For well-fitting models, the standardized Root Mean Square Residual (sRMR) should generally be below .080 and the Root Mean Square Error of Approximation (RMSEA) should generally be below .060 [26]. Based on these criteria, the hypothesized model presented in Figure 1 provided a reasonable fit to the observed data, x2 (797) = 3873.19, p<.001; sRMR  = .060; RMSEA  = .051; 90% CI for RMSEA  = .049,.052.

Consistent with past RO research showing that Quest is associated with greater support for equality, we found that Fairness was positively associated with Quest orientation, β = .262, se = .037, t = 7.043, p<.001.

As predicted, Loyalty was positively associated with Personal Extrinsic orientation (β = .434, se = .030, t = 14.528, p<.001) and Social Extrinsic orientation (β = .128, se = .032, t = 3.997, p<.001).

As predicted, Authority was negatively associated with Quest (β = −.383, se = .036, t =  −10.774, p<.001) and Intrinsic orientation (β =  −.500, se = .072, t =  −6.980, p<.001).

Finally, in line with past research suggesting a link between Sanctity and Intrinsic orientations, we found that Sanctity was positively associated with Intrinsic orientation (β = .860, se = .069, t = 12.527, p<.001). Against our theoretical model, we tested an alternative model in which the five moral foundations were allowed to related to each of the four religious orientations (x2 (783)  = 3837.251, p<.001; sRMR  = .059, RMSEA  = .051; 90% CI for RMSEA  = .049,.052). This less-constrained model provided an improved model fit relative to the hypothesized model (14)  = 35.939, p = 0.001, however none of the additional unpredicted pathways reached significance (p's >0.001). We therefore opted for the hypothesized model, as it provides both a more parsimonious, as well as theoretically-derived, explanation for the data, with good relative fit, as compared to an alternative model including all links between moral foundations and religious orientations.
________________________________________
OBJECTIVES
**a)** In the results passage, which religious orientation was Fairness positively associated with?
**b)** Print the results passage word for word from "For well-fitting models, the" to "se = .037, t = 7.043, p<.001.".

DATASET CONTENT
________________________________________
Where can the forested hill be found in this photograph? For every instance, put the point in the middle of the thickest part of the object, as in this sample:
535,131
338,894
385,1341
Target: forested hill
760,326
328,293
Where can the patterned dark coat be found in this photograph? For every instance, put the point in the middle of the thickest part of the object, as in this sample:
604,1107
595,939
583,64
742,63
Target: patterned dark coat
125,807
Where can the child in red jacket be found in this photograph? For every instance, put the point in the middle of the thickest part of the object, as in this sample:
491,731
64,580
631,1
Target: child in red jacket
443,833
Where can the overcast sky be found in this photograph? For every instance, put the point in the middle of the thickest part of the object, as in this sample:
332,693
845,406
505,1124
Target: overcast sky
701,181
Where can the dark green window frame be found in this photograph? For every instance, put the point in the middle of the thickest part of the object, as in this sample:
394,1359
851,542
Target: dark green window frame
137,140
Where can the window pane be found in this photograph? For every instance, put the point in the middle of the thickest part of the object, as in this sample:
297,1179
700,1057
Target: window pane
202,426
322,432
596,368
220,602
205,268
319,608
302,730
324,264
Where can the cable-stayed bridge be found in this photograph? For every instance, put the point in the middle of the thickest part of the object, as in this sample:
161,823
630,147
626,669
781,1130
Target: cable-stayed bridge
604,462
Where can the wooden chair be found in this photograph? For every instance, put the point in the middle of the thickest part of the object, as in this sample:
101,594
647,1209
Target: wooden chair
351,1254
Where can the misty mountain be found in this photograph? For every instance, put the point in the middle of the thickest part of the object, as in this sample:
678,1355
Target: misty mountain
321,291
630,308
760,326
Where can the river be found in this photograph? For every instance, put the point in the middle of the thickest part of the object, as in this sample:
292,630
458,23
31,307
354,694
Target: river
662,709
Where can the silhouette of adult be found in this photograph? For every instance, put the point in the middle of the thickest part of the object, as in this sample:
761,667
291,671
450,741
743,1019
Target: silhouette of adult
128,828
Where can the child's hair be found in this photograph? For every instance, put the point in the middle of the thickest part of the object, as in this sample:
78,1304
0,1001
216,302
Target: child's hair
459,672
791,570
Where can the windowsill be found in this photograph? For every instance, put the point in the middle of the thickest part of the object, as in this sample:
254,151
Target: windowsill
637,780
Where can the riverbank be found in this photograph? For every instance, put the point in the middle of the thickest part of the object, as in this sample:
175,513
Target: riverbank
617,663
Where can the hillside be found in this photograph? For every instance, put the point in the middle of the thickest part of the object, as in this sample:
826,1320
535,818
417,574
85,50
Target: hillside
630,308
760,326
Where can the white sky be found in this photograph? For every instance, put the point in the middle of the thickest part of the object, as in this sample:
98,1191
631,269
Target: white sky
________________________________________
ANSWERS TO THE EXERCISE
**a)** Quest orientation

**b)**
For well-fitting models, the standardized Root Mean Square Residual (sRMR) should generally be below .080 and the Root Mean Square Error of Approximation (RMSEA) should generally be below .060 [26]. Based on these criteria, the hypothesized model presented in Figure 1 provided a reasonable fit to the observed data, x2 (797) = 3873.19, p<.001; sRMR  = .060; RMSEA  = .051; 90% CI for RMSEA  = .049,.052.

Consistent with past RO research showing that Quest is associated with greater support for equality, we found that Fairness was positively associated with Quest orientation, β = .262, se = .037, t = 7.043, p<.001.